[Dataset records about object locations]
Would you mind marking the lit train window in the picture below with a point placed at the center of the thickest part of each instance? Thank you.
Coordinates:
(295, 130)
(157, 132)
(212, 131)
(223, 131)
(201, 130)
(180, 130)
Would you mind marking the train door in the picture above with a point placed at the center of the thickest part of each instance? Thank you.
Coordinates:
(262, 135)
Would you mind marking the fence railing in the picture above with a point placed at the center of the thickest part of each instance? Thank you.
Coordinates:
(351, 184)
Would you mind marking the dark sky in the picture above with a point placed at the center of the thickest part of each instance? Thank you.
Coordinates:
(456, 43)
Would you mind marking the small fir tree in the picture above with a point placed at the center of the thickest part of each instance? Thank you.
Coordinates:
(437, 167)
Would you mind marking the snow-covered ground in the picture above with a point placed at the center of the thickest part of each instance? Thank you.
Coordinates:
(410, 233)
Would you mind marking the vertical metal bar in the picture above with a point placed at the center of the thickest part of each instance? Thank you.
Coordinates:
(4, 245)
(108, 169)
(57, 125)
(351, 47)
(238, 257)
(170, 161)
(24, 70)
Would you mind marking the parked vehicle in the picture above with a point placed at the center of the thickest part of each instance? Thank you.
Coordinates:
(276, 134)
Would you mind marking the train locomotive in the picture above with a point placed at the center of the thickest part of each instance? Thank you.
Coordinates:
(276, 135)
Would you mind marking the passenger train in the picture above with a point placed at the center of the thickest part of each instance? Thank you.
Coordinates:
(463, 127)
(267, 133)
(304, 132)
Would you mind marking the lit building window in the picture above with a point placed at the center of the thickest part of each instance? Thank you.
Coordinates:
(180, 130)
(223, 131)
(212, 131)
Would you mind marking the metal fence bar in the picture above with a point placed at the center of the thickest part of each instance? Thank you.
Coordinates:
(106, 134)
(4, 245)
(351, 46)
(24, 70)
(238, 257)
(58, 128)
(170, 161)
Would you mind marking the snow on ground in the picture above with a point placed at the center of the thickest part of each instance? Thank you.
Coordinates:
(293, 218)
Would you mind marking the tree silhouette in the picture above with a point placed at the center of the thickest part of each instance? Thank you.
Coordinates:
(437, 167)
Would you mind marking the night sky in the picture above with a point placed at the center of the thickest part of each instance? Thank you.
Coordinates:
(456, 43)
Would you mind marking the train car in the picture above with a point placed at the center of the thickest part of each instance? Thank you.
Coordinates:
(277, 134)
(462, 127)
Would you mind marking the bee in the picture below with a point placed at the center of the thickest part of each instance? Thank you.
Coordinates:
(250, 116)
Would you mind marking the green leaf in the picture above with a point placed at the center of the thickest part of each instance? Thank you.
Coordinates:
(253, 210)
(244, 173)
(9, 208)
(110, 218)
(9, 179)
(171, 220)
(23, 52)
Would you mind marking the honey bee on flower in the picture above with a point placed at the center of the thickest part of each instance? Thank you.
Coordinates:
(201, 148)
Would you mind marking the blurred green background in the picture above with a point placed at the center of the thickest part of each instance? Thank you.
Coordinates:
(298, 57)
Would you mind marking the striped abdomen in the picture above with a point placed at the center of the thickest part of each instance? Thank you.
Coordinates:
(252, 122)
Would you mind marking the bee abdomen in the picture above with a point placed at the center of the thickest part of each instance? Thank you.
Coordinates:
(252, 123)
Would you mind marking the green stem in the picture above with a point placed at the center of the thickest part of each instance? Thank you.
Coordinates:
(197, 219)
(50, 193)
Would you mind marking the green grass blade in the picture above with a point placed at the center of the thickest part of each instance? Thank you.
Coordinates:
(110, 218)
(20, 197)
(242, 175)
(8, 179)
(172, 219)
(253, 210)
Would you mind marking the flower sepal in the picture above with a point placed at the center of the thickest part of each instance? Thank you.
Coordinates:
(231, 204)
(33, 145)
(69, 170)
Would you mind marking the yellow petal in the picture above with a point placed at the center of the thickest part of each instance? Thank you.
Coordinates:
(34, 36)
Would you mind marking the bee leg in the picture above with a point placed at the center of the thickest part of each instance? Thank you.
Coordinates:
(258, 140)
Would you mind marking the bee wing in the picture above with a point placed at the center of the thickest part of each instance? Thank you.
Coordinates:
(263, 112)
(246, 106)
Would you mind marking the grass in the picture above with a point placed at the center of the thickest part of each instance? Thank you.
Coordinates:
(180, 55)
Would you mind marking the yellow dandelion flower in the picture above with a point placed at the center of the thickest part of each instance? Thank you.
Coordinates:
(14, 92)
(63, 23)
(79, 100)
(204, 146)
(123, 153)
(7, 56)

---

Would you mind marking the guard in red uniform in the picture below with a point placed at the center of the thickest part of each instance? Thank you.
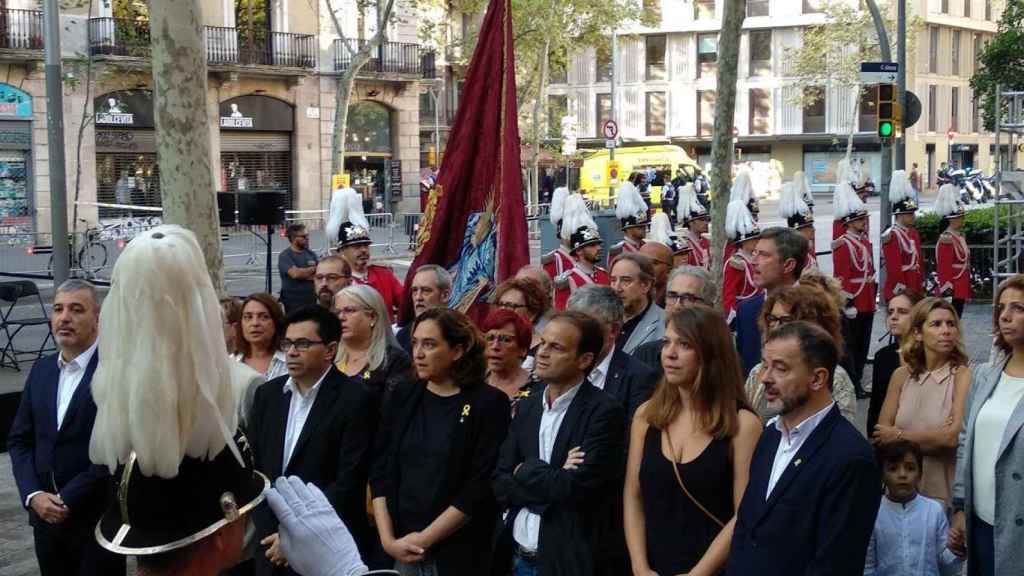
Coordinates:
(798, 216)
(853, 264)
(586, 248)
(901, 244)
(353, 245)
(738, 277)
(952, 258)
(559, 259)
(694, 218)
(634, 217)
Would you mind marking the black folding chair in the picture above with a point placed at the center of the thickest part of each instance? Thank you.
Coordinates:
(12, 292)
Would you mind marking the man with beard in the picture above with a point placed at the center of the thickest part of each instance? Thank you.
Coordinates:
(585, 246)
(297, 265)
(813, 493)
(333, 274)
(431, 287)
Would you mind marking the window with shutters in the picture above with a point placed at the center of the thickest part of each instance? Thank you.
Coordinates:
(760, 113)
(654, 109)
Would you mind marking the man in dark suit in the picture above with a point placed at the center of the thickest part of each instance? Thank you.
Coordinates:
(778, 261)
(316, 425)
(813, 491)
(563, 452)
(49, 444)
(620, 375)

## TO DO
Which lines in the records above contain the string "snow"? Locate each one and copy it out in full.

## ANSWER TO THE EXERCISE
Would you mind marking the snow-covered ground in the picture above with a point placed at the center of the thickest part of each instance? Thank you.
Would you mind marking the snow on ground in the picture above with a point placed at the center of the thickest part of each instance? Thank you.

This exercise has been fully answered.